---------- Supplied material ----------
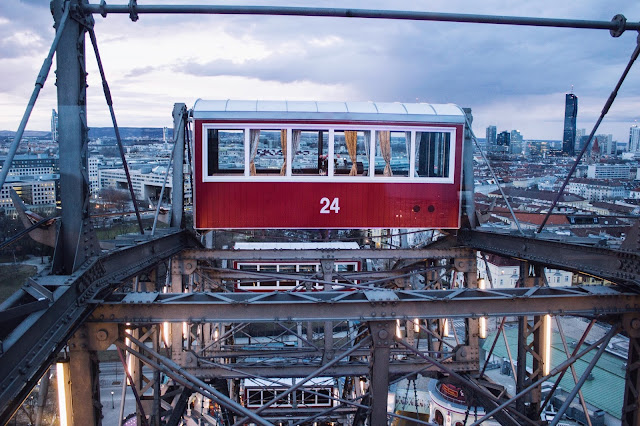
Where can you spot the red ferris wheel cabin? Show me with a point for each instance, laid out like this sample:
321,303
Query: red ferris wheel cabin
331,165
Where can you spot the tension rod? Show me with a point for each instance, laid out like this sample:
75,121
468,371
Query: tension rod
616,26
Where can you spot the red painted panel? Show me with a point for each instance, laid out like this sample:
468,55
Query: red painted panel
291,204
297,205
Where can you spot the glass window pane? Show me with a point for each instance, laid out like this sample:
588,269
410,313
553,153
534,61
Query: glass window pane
225,149
432,154
392,153
268,155
343,161
310,157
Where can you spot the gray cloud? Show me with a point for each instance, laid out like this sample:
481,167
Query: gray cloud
473,65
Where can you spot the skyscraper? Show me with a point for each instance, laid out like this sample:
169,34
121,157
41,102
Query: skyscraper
54,125
634,139
504,139
516,142
570,115
491,135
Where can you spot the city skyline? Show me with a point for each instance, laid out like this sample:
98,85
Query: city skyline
512,77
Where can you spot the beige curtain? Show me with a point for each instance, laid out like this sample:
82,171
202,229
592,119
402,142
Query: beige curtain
283,144
295,143
385,149
351,139
254,137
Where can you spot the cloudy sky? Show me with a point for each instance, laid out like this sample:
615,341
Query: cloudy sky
512,77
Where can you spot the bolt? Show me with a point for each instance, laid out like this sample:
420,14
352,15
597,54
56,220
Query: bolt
102,335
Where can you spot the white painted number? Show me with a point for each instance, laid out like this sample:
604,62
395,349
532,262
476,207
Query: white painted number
328,206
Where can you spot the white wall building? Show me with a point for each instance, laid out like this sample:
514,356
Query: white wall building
594,190
33,192
506,272
94,182
634,139
146,183
608,171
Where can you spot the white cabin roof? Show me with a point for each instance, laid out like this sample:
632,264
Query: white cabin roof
324,110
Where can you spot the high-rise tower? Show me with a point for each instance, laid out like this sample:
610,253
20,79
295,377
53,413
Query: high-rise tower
570,115
54,125
634,139
491,135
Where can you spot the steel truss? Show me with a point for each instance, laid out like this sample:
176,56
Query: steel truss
216,346
386,329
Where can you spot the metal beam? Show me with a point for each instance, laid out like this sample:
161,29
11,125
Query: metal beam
177,189
631,406
613,265
76,242
328,254
31,345
133,10
382,333
374,305
240,371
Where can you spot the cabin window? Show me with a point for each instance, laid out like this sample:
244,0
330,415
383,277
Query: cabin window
266,153
309,149
321,152
392,153
225,151
351,153
432,154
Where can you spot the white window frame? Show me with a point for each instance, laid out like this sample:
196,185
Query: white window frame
330,177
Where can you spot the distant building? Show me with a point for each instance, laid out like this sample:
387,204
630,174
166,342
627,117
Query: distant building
516,143
634,139
595,154
505,273
607,144
33,192
608,171
147,183
33,165
94,181
595,190
503,139
491,135
582,141
580,133
54,126
570,116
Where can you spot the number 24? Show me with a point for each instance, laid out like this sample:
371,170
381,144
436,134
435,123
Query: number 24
329,206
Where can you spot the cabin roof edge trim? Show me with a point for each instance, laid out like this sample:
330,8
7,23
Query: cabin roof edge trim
326,110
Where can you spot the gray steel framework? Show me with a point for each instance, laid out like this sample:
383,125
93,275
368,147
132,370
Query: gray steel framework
368,305
52,311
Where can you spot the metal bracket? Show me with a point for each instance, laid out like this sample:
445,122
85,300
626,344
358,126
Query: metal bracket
103,8
36,290
621,21
133,13
101,335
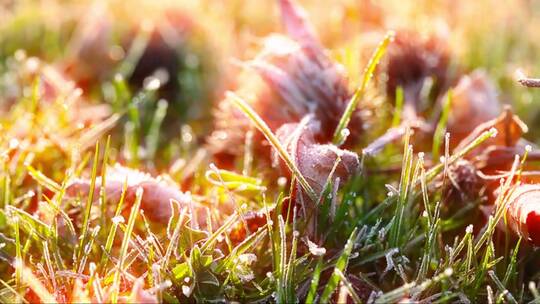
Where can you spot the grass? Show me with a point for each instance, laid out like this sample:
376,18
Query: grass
393,232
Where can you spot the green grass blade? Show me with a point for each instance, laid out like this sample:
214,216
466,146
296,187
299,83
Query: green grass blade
341,265
263,127
368,74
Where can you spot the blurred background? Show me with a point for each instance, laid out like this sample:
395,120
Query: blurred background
188,52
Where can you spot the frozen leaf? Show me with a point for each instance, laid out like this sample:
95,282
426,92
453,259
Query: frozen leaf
139,295
158,192
317,161
474,101
291,77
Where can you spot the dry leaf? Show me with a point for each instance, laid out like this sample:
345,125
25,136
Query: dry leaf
316,161
158,192
474,101
291,77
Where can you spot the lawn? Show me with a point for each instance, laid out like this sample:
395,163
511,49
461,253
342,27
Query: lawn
269,151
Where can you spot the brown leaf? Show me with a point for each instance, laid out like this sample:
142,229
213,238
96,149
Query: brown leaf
474,101
316,161
291,77
158,192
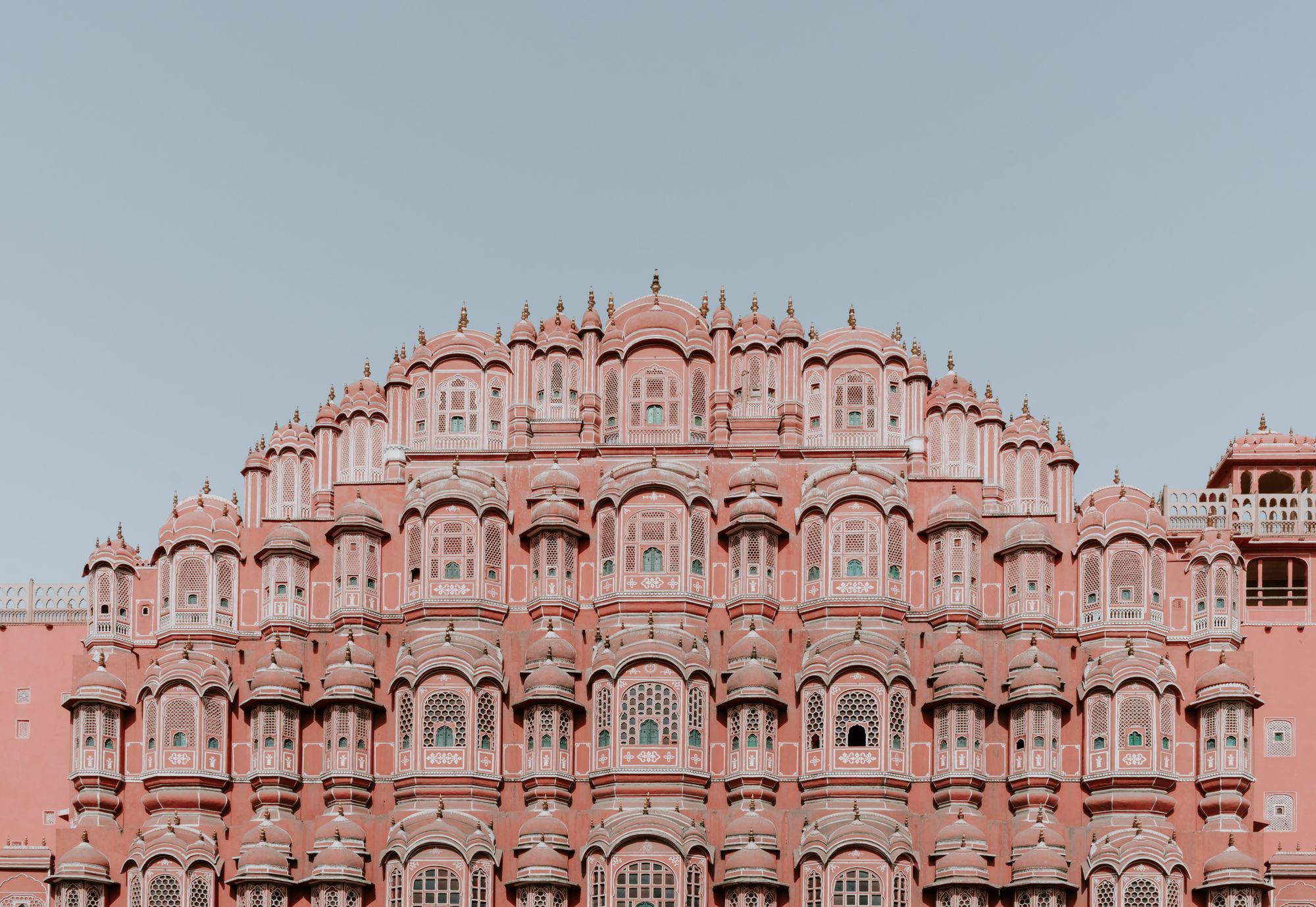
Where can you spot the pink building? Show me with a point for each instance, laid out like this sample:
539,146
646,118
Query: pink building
671,609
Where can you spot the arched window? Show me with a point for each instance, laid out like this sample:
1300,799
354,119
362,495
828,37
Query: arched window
445,721
859,719
647,884
436,888
857,888
649,715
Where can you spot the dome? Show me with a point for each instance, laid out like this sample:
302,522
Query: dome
263,858
751,858
360,514
543,859
544,825
99,679
957,651
752,646
81,859
1028,534
555,480
549,677
960,676
756,476
269,833
340,858
752,822
753,507
1232,862
753,676
548,647
340,829
286,539
955,511
553,511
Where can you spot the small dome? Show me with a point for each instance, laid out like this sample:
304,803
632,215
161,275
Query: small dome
752,646
82,856
1028,534
263,858
543,859
960,676
556,479
955,511
752,822
360,514
753,676
342,858
549,677
751,858
551,647
1231,860
544,825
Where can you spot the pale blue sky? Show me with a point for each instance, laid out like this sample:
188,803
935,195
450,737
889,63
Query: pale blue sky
211,213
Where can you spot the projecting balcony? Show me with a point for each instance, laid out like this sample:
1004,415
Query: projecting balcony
1257,515
863,440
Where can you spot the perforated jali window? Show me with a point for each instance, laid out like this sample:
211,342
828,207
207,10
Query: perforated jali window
436,888
444,721
647,883
649,715
859,719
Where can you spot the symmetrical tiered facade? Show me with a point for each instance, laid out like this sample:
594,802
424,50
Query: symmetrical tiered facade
676,610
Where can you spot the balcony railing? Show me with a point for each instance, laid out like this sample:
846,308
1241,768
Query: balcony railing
1288,514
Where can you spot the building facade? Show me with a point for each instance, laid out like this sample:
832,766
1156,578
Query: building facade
671,609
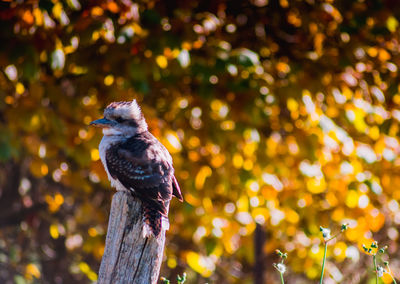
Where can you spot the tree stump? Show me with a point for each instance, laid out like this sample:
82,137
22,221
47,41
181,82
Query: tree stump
----------
Rewrite the rows from the line holding "Where can you spot the projecting" through the end of the rows, inclusive, and include the requests but leave out the picture. Scale every point coordinate in the answers by 0.55 and round to whole numbers with halves going up, leaving the requests and their sample points as they are.

→ **Output of the exercise**:
Where can you spot the projecting balcony? Show me with a point for each instance, laid out like this sample:
1004,415
Query: projecting balcony
691,283
475,242
Where can you spot the perforated jali window? Show me with a point for each instance, laid out like this sample:
211,342
828,207
207,10
Query: perforated jali window
240,488
244,397
356,486
357,393
472,395
Where can you spot the symmetrical tiered facade? Show me with a point for each instance, laid out like this sample:
594,802
424,50
Query: symmetrical tiered facade
372,336
Where can you spot the balcony railing? Show me with a point for each instance, laid out like this sample:
846,308
1241,768
Query: balcony railing
708,283
Where can you spot the building facade? Show me with a point for each instance, laid out like this sample:
832,766
1156,578
Query: building facade
369,335
Where can you spot the tree stump? Show me with a point for each instance, laid out like this sample:
82,137
22,221
47,41
181,82
Query: tree stump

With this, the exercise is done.